═══ Entries supplied ═══

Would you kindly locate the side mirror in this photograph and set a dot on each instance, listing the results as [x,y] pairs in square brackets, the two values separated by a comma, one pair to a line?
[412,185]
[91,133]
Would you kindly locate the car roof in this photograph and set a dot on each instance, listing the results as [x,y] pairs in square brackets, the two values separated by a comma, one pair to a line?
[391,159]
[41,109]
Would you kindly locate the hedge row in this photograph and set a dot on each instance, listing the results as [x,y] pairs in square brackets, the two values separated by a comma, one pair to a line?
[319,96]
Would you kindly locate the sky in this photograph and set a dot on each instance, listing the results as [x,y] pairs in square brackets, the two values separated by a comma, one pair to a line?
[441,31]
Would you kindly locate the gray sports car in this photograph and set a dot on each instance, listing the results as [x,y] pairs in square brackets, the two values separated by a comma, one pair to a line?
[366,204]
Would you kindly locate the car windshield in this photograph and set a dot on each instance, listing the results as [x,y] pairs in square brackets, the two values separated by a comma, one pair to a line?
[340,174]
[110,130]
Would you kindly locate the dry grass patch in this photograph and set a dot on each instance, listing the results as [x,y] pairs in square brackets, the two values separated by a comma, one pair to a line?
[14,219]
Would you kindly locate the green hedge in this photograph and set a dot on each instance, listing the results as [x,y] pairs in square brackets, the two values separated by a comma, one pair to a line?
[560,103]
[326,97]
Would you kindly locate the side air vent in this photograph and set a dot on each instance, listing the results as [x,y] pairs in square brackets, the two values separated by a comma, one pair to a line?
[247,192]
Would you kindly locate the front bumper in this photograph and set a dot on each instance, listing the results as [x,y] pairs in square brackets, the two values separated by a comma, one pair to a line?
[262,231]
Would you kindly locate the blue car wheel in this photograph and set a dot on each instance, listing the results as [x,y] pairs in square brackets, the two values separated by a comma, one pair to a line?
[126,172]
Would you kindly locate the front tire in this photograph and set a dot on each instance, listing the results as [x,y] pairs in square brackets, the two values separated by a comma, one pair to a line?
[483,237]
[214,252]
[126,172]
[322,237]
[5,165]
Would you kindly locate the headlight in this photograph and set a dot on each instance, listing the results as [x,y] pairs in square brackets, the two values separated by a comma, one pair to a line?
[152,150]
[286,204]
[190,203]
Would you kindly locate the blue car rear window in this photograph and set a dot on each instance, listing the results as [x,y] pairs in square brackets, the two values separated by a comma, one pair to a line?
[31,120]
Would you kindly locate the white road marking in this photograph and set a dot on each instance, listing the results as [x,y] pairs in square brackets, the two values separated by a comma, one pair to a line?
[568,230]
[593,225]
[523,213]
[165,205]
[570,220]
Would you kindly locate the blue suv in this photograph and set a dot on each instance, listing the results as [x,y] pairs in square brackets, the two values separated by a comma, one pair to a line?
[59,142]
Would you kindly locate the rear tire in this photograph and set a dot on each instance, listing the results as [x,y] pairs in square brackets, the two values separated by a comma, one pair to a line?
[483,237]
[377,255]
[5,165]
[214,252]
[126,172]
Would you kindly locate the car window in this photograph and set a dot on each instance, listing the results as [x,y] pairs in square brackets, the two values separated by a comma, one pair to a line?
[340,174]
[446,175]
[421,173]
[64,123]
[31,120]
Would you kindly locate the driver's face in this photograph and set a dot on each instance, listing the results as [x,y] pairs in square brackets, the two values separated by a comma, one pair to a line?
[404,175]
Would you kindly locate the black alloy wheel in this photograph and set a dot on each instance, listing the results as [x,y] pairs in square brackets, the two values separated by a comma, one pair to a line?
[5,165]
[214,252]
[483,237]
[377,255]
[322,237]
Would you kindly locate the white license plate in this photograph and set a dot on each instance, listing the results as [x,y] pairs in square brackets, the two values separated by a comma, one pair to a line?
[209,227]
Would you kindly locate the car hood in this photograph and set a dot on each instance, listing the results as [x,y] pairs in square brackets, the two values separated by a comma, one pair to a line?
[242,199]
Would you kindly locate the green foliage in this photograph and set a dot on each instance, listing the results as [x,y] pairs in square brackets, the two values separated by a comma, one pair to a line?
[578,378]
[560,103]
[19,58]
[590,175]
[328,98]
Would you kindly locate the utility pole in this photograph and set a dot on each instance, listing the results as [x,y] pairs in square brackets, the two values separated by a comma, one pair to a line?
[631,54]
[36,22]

═══

• **Written problem**: Quote the line that contains "Would you kindly locate the car hood" and each line after it through the end of the data, exactly, leaving out everything else.

• **Full output**:
Would you kindly locate the car hood in this photograph and set a dot on each instance, listing the results as [x,y] pairs in square brackets, the two values separated by a comma, one pair to a line?
[242,199]
Would you kindly locate the green foliage in this photograph and set a dot on each instance, listing the results as [x,y] pairs in square brackets, the two values separated by a comma, one pair to a line?
[578,378]
[560,103]
[19,58]
[590,175]
[328,98]
Would you kindly locate the utility pole in this photograph and set a dot on each instance, listing the results as [x,y] pairs in square brackets, the two values separated by a comma, one pair to a line?
[631,54]
[36,22]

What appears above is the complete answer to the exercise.